-- Challenge --
Copy the entries from the line holding "[spot] the bird perched" through the end of the entries, inclusive, with "railcar" changed to "train car" and nothing else altered. Leave the pictures out of the copy.

═══ Exercise material

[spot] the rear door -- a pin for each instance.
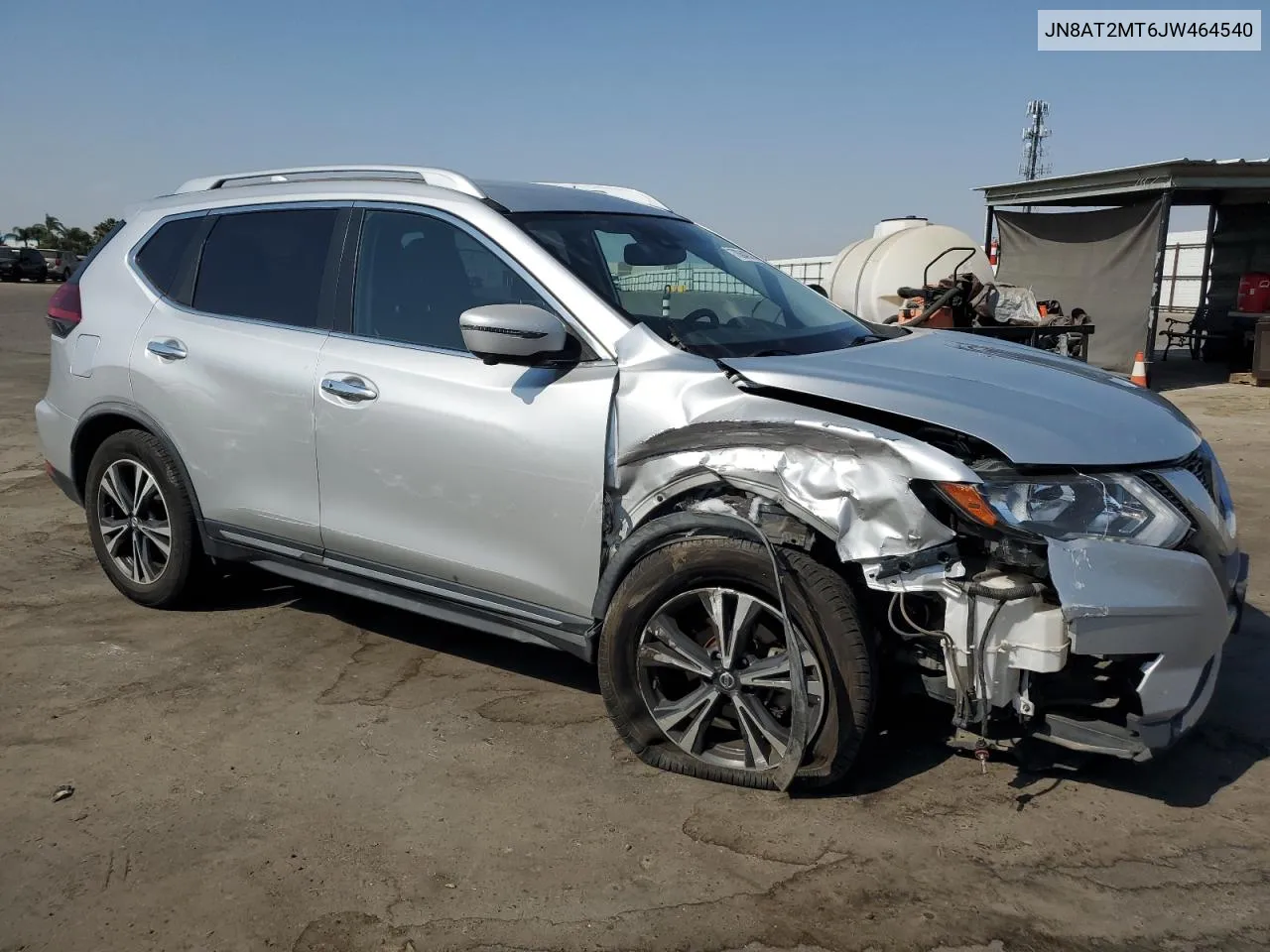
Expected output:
(474, 476)
(226, 361)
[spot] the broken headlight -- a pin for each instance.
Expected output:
(1119, 508)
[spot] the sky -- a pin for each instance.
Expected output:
(789, 127)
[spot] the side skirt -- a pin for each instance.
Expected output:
(432, 598)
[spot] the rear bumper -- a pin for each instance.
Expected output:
(56, 435)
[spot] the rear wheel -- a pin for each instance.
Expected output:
(695, 665)
(141, 521)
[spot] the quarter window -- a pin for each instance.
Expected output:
(162, 255)
(266, 266)
(416, 275)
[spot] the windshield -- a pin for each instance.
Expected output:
(691, 287)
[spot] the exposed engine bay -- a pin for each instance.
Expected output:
(1102, 636)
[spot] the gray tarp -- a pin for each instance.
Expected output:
(1103, 262)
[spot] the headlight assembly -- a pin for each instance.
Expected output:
(1114, 507)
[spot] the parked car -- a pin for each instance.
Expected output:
(62, 263)
(743, 504)
(18, 263)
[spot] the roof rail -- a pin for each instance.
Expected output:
(441, 178)
(630, 194)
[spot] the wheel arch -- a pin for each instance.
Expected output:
(672, 521)
(103, 421)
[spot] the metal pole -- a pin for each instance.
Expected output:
(1207, 253)
(1173, 277)
(1166, 204)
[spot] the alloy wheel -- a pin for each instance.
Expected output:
(132, 517)
(714, 671)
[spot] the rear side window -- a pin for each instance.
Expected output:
(95, 252)
(266, 266)
(160, 258)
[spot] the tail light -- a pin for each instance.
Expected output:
(64, 309)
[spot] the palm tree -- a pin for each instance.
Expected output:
(54, 227)
(77, 240)
(103, 229)
(32, 232)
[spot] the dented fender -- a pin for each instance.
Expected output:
(681, 422)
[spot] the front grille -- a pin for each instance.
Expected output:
(1201, 466)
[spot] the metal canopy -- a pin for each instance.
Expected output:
(1191, 180)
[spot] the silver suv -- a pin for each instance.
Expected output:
(568, 416)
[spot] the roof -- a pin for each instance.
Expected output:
(1192, 180)
(552, 197)
(343, 178)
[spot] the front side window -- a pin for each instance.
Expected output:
(267, 266)
(691, 287)
(417, 275)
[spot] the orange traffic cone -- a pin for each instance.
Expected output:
(1139, 370)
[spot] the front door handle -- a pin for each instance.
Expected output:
(349, 389)
(168, 348)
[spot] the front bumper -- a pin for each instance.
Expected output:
(1169, 611)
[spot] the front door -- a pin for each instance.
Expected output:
(436, 463)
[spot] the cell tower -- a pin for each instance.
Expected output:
(1034, 141)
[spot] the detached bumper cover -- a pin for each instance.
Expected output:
(1124, 599)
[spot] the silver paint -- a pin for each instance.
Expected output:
(1034, 408)
(681, 424)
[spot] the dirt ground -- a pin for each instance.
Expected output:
(308, 772)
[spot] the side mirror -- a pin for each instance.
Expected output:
(518, 334)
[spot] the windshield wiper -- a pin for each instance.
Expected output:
(774, 352)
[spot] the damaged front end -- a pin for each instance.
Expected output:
(1102, 635)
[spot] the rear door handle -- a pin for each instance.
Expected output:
(349, 388)
(168, 348)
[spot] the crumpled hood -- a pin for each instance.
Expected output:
(1035, 408)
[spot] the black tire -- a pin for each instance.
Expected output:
(824, 610)
(186, 563)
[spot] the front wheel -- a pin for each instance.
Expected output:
(695, 666)
(141, 521)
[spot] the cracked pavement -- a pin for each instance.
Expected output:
(298, 771)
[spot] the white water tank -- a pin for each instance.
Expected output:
(864, 277)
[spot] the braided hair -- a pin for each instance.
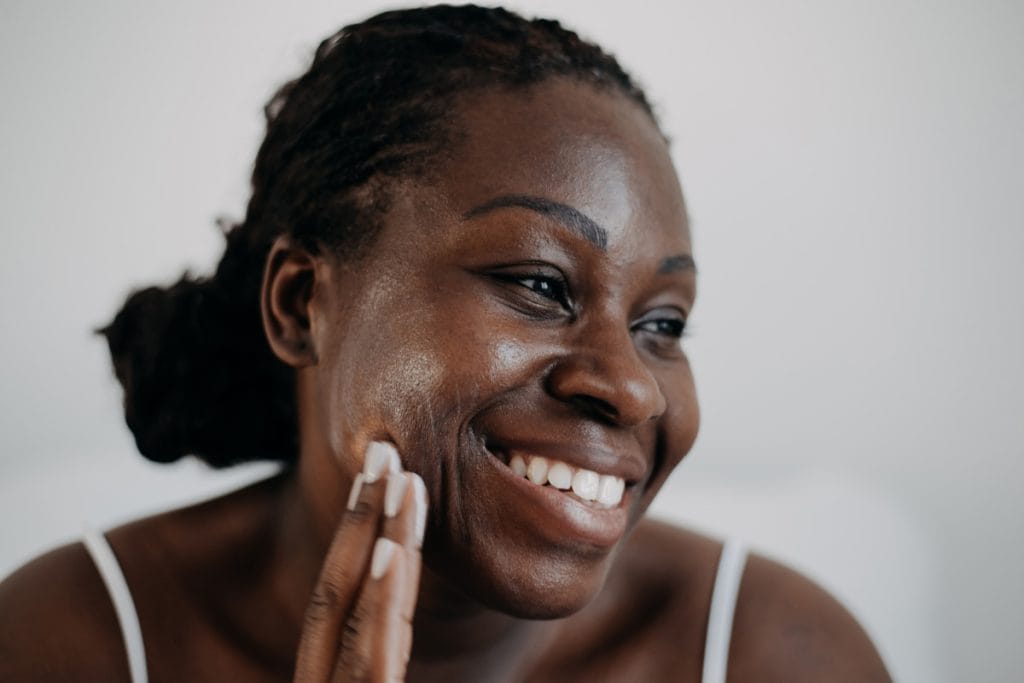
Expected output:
(198, 373)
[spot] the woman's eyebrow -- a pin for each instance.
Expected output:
(564, 214)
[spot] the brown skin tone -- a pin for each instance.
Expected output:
(452, 339)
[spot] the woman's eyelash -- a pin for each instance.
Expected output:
(670, 327)
(549, 288)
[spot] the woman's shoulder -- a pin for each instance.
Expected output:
(785, 627)
(57, 622)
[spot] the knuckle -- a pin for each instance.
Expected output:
(323, 602)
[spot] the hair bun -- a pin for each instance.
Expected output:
(199, 377)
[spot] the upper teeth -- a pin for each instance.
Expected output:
(589, 485)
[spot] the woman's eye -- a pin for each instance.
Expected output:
(667, 327)
(549, 288)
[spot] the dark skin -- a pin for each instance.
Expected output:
(480, 324)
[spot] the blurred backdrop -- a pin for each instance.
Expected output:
(855, 176)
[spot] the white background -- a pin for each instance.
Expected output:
(855, 177)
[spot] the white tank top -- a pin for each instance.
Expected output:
(723, 605)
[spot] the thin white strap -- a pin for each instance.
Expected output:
(109, 568)
(723, 605)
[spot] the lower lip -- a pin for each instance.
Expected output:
(565, 518)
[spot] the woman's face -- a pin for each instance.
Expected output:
(523, 298)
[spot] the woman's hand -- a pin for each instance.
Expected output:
(358, 623)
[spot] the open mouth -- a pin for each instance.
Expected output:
(601, 491)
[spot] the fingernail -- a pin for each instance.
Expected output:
(396, 484)
(420, 491)
(353, 496)
(381, 457)
(383, 552)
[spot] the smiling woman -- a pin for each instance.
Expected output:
(455, 311)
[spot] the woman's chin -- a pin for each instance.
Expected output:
(540, 590)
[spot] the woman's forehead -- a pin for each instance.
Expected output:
(562, 146)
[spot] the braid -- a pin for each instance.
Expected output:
(198, 373)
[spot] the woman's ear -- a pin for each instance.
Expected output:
(286, 299)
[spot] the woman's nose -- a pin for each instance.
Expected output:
(605, 377)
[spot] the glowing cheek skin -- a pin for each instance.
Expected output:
(507, 356)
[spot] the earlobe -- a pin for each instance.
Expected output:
(286, 301)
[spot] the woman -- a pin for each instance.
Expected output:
(454, 310)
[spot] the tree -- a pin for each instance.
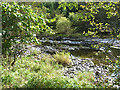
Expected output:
(19, 24)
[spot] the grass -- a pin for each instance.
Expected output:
(29, 72)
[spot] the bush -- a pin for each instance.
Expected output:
(63, 25)
(19, 23)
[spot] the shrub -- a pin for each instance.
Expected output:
(63, 25)
(63, 58)
(19, 23)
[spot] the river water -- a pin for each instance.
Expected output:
(83, 48)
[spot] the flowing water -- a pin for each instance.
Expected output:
(82, 47)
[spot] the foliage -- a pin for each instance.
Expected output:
(19, 23)
(29, 72)
(63, 25)
(63, 58)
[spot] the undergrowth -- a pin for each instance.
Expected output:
(30, 72)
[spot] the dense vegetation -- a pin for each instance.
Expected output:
(22, 23)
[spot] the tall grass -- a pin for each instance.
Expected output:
(29, 72)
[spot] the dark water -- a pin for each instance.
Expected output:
(82, 48)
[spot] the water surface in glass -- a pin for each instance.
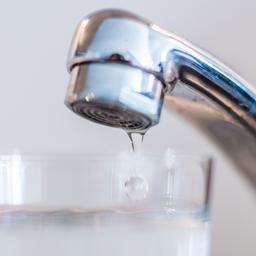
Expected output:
(80, 205)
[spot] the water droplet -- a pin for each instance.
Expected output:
(136, 188)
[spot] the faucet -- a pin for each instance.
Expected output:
(123, 67)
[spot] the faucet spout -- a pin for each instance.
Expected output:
(122, 67)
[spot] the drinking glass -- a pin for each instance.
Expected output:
(105, 205)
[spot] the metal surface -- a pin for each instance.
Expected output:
(129, 56)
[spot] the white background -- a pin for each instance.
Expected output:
(35, 37)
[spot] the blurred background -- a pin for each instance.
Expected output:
(35, 38)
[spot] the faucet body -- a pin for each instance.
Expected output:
(122, 67)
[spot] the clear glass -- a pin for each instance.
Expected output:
(102, 205)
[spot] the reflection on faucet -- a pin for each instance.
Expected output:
(130, 64)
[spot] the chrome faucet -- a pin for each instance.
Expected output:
(122, 67)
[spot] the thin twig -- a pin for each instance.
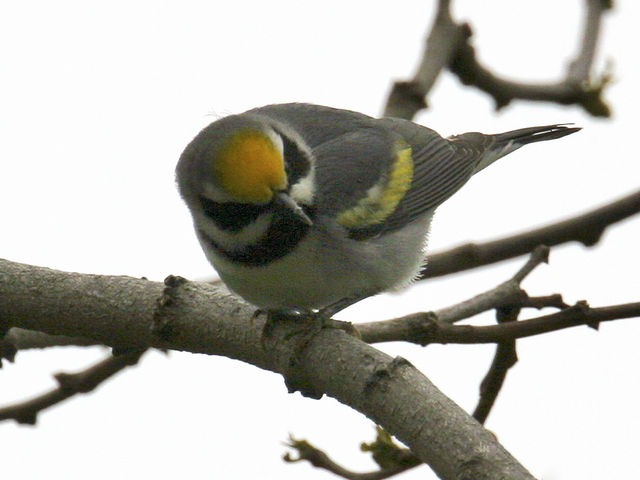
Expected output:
(69, 384)
(29, 339)
(509, 293)
(504, 358)
(448, 45)
(408, 97)
(434, 331)
(586, 229)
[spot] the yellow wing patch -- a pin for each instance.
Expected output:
(250, 167)
(384, 197)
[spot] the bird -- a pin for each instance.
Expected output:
(307, 208)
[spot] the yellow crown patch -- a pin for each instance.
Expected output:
(250, 167)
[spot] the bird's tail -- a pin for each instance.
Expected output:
(499, 145)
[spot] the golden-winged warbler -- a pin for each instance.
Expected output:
(304, 207)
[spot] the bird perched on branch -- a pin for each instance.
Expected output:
(302, 207)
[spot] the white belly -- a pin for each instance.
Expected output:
(321, 270)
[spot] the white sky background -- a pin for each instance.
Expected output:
(97, 102)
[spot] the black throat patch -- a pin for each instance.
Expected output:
(282, 236)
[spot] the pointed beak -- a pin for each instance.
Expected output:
(284, 200)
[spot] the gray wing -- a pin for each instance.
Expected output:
(441, 168)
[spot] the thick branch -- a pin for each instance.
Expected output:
(128, 312)
(586, 229)
(28, 339)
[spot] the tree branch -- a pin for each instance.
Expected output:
(586, 229)
(508, 294)
(448, 45)
(69, 384)
(427, 329)
(28, 339)
(504, 358)
(128, 312)
(391, 458)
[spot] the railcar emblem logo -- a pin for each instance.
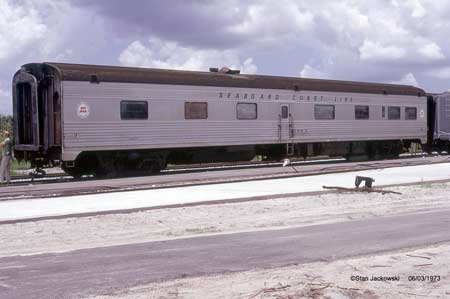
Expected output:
(83, 110)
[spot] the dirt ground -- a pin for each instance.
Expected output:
(422, 273)
(108, 230)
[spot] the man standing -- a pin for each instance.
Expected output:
(6, 146)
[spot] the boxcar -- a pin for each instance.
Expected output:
(106, 119)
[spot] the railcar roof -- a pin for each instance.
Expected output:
(81, 72)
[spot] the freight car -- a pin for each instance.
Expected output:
(107, 120)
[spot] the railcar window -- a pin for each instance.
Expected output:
(361, 112)
(410, 113)
(133, 110)
(195, 110)
(393, 112)
(246, 111)
(324, 111)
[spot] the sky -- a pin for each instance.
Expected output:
(389, 41)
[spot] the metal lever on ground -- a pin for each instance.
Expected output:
(367, 181)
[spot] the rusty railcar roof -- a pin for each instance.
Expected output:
(81, 72)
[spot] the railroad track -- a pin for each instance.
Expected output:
(203, 177)
(191, 168)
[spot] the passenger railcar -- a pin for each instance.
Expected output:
(107, 120)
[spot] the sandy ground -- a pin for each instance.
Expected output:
(101, 231)
(336, 279)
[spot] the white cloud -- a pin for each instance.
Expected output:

══════

-- Written answer --
[spot] the bird perched on branch -- a pin for each instance.
Expected output:
(302, 207)
[spot] the white belly -- a pin for each instance.
Expected output:
(321, 270)
[spot] the white sky background -- a pin for each instance.
Expected output:
(97, 102)
[spot] the black throat patch -- a pin for each instance.
Expected output:
(282, 236)
[spot] the pointed beak -- a pin for each instance.
Expected output:
(284, 200)
[spot] the gray wing -- a pin for each instance.
Expected output:
(441, 168)
[spot] the thick branch -- a pin for each instance.
Expected output:
(128, 312)
(586, 229)
(28, 339)
[spot] the tree branch -- a pin for each instance.
Expected output:
(586, 229)
(508, 294)
(448, 45)
(69, 384)
(427, 329)
(28, 339)
(504, 358)
(128, 312)
(391, 458)
[spot] the train car emblem logo -- a pin for each instance.
Expected output:
(83, 110)
[spot] the dirt ground -- a pin for each instance.
Expected output:
(422, 273)
(108, 230)
[spot] the man standing -- a pin for each instance.
Expected output:
(6, 146)
[spot] the boxcar -- a pin for each instance.
Expected output:
(106, 119)
[spot] the train car roof -- a pin for each instance.
Expected output:
(81, 72)
[spot] the freight car -- a pin for each instance.
Expected output:
(107, 120)
[spot] the train car window -- a pin for each instance.
Expected output:
(361, 112)
(410, 113)
(133, 110)
(195, 110)
(393, 112)
(246, 111)
(324, 111)
[spot] the sky -- a pin for each instance.
Expected output:
(389, 41)
[spot] the metal lever on ground -- a pin for each instance.
Expected output:
(367, 181)
[spot] the rusty train car roof -- a pin for each instance.
Expected output:
(81, 72)
[spot] the railroad track -- a pin for each instance.
Expected output:
(203, 177)
(191, 168)
[spot] the passenger train car -- a pin for each instance.
Expected output:
(107, 120)
[spot] the sandy ground -- a pin for each instance.
Expected output:
(101, 231)
(336, 279)
[spot] the white cloud -- a pin for each instance.
Expected output:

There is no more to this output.